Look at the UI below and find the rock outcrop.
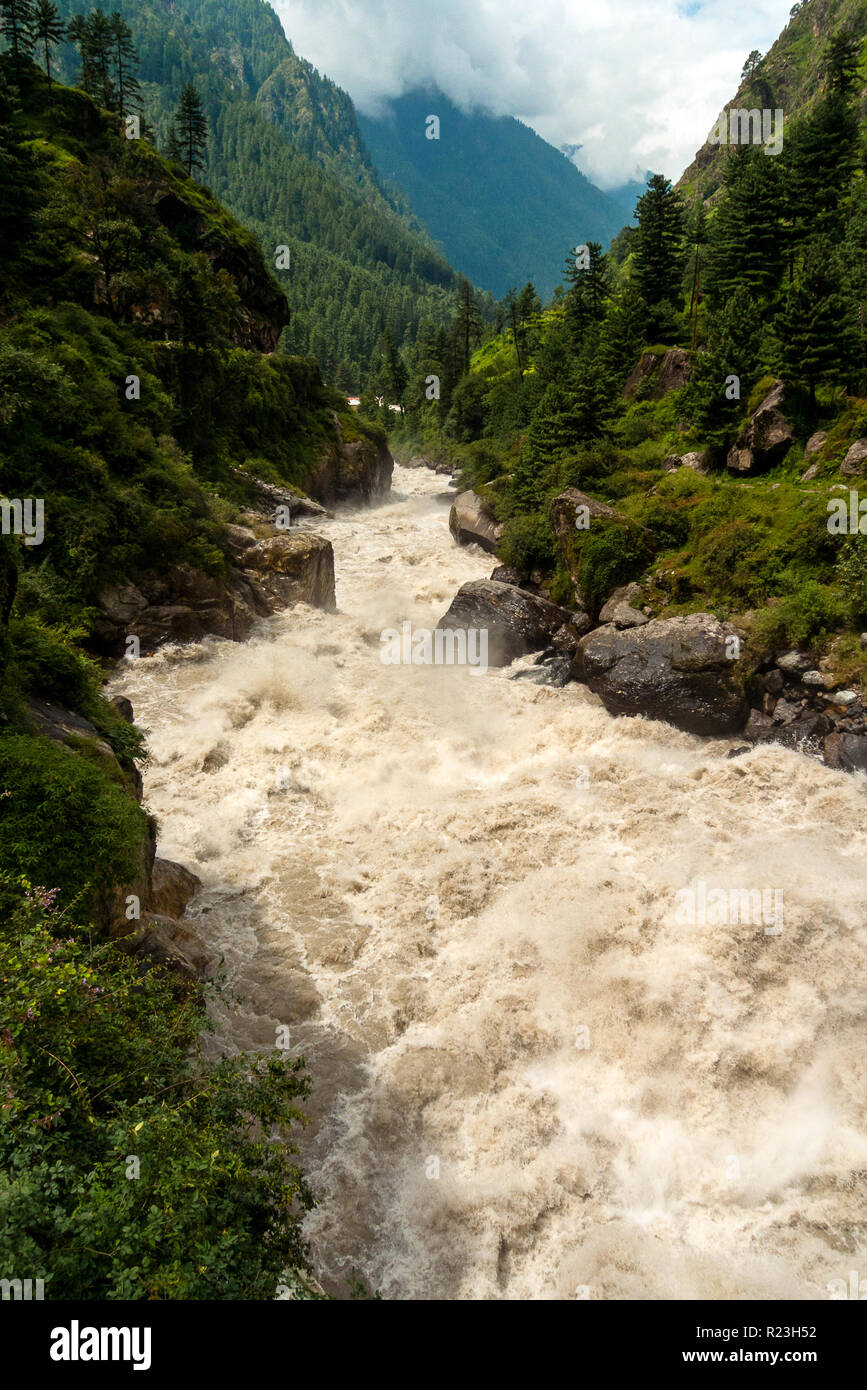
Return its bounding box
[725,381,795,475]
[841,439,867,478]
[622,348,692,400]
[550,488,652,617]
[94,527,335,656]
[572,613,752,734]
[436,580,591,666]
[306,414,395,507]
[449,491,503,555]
★ ★ ★
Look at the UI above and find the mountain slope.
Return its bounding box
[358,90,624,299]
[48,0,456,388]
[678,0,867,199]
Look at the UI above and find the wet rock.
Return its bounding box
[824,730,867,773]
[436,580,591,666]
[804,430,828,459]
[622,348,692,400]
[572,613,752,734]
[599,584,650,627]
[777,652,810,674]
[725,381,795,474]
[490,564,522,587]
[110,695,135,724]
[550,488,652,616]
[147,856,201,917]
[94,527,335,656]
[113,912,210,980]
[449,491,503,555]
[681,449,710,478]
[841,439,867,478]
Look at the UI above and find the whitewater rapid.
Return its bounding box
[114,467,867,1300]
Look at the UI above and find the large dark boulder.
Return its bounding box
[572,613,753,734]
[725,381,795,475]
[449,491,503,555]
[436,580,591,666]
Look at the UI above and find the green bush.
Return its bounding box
★ ★ ★
> [Stated problem]:
Locate each line in the entries above that contains the word "find", and copy those lines.

> [In response]:
Look at the UI below and find the rock outcrop.
Look at the UI above and find the mountain slope.
Look at the UI above and find the wet rock.
Look at the UI above and find the whitewater rapid.
Look at the UI above and find the large dark boulder.
Look at the UI above and find the green bush.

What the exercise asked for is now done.